WHAT THE EXERCISE ASKS: Reproduce the following data verbatim, omitting the pictures from your copy.

*** PROVIDED DATA ***

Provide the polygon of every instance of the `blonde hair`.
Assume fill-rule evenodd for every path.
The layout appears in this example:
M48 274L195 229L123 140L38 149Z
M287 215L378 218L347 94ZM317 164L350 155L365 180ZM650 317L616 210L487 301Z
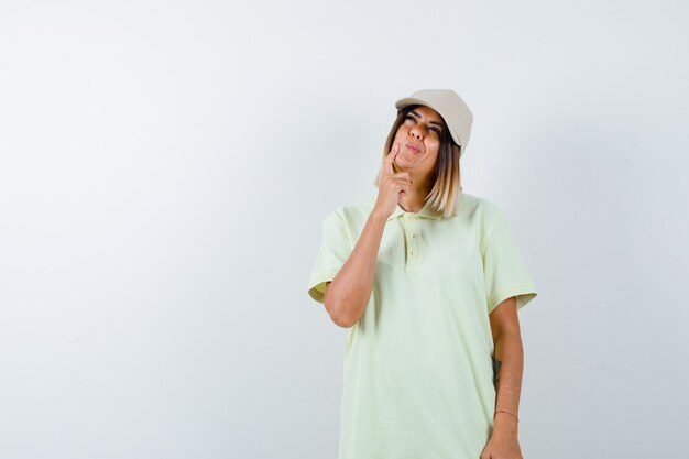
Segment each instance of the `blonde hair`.
M385 146L383 147L383 162L381 163L381 171L385 163L385 157L392 149L392 143L395 140L397 129L404 122L407 113L414 110L418 105L407 106L397 110L397 118L387 134ZM442 120L442 134L440 136L440 147L438 150L438 156L436 157L436 166L431 173L433 187L428 196L424 198L425 201L430 201L430 206L442 212L442 218L449 218L457 215L457 208L461 198L461 176L459 160L461 157L461 147L455 143L452 135L450 134L445 120ZM396 166L393 164L395 173ZM373 181L373 185L378 188L380 186L379 175Z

***

RESULT:
Provide the polygon of every instance of the `blonde hair`.
Assume fill-rule evenodd for every path.
The layout appears in this example:
M48 274L195 229L123 140L38 149Z
M287 215L378 218L347 94ZM317 164L350 155L365 180ZM650 317L616 210L487 301Z
Segment each instance of the `blonde hair`.
M385 146L383 147L383 162L381 163L381 171L385 163L385 157L392 149L392 143L395 140L397 129L404 122L407 113L414 110L418 105L407 106L397 110L397 118L387 134ZM442 120L442 134L440 136L440 147L438 150L438 156L436 157L436 166L431 173L433 187L428 196L424 198L425 201L430 201L430 206L442 212L442 218L449 218L457 215L457 208L461 198L461 176L459 160L461 157L461 147L455 143L452 135L450 134L445 120ZM396 166L393 164L395 173ZM373 181L373 185L378 188L380 186L379 175Z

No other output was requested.